* [What you have to do]:
State how many lines in the rows below contain the word "egret". Reply with the number alone.

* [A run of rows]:
◆ ◆ ◆

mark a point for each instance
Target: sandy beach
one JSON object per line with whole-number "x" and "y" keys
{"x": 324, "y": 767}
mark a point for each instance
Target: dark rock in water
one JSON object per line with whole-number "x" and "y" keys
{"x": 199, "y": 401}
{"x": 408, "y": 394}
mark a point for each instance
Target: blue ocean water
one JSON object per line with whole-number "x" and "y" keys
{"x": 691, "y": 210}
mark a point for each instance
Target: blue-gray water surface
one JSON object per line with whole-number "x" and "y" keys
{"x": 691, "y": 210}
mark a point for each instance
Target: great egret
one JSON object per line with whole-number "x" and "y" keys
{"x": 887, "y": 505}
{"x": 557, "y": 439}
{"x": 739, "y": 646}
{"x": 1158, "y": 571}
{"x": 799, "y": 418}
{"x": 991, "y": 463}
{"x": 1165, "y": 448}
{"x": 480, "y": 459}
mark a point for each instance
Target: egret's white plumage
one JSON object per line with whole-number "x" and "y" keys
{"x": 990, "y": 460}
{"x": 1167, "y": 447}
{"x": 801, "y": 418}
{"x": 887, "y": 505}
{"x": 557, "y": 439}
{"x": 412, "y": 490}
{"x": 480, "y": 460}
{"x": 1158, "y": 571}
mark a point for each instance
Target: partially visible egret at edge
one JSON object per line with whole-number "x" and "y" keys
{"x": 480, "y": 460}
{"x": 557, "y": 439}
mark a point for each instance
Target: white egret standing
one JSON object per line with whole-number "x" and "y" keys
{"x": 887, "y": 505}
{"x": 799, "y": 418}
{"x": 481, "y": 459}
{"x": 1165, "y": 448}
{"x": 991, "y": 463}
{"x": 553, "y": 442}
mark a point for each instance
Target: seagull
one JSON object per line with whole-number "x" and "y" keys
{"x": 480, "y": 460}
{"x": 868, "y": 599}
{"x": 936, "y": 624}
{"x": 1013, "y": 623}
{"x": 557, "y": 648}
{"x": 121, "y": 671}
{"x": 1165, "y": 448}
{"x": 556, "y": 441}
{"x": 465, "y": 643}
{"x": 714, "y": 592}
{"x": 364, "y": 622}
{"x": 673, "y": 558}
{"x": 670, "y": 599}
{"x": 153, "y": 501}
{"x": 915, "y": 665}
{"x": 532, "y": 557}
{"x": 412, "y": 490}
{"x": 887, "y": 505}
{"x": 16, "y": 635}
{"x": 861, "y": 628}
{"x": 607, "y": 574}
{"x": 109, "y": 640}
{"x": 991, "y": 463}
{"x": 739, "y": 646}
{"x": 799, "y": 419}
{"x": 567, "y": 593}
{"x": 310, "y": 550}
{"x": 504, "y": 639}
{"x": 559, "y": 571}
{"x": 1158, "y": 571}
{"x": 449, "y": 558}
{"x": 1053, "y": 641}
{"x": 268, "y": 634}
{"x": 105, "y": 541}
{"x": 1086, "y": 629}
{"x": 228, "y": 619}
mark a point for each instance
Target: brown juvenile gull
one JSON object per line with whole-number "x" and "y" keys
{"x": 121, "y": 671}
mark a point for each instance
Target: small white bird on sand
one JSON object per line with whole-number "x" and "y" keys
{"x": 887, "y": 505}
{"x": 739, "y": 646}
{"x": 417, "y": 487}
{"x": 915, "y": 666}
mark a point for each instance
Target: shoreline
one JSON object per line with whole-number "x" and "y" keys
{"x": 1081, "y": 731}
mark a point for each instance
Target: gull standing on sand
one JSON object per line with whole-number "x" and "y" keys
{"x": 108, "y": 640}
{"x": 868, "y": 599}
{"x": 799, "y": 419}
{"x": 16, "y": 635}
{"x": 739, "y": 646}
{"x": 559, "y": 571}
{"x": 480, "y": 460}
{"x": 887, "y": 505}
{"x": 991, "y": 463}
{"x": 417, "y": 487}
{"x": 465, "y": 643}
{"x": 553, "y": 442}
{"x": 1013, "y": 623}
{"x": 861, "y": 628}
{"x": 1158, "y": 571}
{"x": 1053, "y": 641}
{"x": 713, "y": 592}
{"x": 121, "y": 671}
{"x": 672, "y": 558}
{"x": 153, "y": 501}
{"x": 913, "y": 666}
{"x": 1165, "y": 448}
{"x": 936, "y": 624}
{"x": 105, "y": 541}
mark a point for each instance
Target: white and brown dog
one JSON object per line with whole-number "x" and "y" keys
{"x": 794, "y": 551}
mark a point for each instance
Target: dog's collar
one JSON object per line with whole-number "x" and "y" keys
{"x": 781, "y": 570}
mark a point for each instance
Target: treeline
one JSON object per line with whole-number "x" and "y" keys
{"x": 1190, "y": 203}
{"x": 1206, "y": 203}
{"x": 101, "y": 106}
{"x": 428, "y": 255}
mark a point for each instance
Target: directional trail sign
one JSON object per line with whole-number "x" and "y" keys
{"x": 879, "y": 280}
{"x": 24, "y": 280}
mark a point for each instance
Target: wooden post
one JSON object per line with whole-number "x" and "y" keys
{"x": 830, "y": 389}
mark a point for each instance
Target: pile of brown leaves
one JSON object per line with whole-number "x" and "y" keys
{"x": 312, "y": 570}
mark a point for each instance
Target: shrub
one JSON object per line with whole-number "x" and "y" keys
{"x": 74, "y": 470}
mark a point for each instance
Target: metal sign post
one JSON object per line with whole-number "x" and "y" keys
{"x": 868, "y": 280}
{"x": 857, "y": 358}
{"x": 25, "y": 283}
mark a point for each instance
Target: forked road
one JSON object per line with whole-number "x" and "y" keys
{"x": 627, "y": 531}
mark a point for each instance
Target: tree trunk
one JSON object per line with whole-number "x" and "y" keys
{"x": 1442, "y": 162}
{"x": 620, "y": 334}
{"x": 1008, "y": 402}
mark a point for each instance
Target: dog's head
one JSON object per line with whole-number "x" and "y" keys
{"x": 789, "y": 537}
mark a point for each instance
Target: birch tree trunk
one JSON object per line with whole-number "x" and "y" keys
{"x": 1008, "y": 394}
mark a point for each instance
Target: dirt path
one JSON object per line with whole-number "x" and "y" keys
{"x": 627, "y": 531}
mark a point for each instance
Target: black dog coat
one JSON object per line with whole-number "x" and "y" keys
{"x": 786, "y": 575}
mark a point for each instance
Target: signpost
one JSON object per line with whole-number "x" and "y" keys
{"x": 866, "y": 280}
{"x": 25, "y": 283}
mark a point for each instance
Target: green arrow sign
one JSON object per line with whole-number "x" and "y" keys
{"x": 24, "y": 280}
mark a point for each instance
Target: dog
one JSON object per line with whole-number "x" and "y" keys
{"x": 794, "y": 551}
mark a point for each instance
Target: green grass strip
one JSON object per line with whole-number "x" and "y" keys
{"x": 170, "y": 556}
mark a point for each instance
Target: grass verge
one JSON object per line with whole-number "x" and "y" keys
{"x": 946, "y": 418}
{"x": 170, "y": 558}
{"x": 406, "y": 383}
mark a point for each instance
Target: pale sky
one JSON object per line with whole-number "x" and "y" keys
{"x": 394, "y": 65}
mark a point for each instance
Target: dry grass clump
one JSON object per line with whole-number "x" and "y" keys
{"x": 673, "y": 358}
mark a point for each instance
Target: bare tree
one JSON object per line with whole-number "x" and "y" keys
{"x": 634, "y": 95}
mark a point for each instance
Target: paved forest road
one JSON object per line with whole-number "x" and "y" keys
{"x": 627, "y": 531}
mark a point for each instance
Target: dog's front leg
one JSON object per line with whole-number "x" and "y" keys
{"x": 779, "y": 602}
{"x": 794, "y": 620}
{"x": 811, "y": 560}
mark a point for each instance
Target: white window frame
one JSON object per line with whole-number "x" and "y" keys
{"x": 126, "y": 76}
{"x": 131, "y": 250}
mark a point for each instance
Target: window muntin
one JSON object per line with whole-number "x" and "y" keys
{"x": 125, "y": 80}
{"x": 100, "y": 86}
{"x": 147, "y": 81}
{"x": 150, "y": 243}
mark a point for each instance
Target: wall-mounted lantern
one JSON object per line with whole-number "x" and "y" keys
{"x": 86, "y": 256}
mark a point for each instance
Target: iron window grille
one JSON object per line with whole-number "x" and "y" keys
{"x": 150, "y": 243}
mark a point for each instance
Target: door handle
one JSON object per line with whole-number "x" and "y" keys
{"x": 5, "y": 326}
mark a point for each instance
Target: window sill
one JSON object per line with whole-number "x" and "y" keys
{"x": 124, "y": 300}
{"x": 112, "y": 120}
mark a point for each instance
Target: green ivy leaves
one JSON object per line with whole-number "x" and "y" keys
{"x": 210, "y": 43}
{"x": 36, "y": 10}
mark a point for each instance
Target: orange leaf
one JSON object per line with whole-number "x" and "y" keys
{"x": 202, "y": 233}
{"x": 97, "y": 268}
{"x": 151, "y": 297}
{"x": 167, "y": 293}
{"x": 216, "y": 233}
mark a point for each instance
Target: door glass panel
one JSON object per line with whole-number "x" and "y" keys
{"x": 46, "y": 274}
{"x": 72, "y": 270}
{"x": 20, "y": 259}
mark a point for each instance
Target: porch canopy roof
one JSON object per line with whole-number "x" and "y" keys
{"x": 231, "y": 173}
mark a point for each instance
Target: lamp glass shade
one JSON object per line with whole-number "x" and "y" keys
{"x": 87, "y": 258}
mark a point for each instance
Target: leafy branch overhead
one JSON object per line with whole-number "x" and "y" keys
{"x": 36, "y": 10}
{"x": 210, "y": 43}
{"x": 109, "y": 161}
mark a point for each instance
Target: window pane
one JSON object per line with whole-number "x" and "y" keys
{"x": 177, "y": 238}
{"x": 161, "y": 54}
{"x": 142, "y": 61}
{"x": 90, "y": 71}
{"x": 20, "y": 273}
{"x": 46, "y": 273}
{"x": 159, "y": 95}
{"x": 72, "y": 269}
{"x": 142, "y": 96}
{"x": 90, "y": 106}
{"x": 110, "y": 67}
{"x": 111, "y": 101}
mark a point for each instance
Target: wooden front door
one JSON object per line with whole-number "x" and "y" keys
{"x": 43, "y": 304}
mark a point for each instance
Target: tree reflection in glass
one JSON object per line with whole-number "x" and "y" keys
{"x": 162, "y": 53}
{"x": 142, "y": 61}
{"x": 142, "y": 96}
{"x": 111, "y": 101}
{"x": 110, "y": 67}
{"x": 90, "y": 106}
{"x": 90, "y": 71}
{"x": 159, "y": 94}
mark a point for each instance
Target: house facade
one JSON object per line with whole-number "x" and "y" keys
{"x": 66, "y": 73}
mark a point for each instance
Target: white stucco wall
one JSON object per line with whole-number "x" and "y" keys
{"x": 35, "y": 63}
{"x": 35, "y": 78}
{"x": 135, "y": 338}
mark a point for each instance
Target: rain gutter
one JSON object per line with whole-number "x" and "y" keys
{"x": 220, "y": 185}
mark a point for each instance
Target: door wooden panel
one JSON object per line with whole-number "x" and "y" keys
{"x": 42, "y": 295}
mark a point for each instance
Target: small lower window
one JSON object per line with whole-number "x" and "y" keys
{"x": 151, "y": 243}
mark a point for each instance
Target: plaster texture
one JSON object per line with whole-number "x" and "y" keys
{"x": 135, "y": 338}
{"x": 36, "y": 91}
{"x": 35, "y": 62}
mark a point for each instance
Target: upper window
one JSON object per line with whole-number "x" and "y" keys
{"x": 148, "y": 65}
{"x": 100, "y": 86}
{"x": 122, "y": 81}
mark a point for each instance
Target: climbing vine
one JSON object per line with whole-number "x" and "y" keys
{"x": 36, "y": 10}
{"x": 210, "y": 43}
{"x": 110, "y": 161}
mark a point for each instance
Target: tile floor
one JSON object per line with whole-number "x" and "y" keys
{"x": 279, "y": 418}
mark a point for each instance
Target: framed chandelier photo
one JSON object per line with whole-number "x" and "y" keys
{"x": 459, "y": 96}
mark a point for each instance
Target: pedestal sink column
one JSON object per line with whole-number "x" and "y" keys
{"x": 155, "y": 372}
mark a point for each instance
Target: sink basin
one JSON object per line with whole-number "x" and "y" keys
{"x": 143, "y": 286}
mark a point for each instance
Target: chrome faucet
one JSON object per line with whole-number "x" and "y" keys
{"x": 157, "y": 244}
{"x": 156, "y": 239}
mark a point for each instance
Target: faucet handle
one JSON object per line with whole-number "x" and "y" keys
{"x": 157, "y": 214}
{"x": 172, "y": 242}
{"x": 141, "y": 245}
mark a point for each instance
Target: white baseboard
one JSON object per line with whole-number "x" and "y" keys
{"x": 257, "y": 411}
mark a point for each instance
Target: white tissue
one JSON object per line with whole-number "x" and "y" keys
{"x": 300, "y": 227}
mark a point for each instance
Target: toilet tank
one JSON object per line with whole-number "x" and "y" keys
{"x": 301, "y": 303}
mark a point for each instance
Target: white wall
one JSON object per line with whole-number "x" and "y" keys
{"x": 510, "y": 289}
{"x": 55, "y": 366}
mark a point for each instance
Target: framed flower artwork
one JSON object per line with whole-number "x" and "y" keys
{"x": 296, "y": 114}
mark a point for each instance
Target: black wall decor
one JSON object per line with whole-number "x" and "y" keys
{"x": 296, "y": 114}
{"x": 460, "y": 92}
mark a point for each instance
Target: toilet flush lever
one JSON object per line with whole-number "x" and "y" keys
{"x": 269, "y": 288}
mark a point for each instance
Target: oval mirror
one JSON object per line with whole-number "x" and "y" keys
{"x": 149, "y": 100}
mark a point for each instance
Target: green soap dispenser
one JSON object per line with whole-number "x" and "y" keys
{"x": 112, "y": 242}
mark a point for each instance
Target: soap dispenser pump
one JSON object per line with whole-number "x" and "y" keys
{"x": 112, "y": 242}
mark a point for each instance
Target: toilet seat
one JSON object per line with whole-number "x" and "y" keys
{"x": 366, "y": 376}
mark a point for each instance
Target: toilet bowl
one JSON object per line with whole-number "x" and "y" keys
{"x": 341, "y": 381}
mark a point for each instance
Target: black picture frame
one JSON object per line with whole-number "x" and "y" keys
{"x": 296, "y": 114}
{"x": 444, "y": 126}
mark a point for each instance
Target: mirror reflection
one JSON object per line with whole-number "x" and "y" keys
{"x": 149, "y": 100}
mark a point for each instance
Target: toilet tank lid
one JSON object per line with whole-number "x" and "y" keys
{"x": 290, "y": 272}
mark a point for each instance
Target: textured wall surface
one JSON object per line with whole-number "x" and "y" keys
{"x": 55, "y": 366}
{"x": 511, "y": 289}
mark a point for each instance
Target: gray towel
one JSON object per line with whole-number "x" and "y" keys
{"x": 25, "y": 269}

◆ ◆ ◆

* [Exercise output]:
4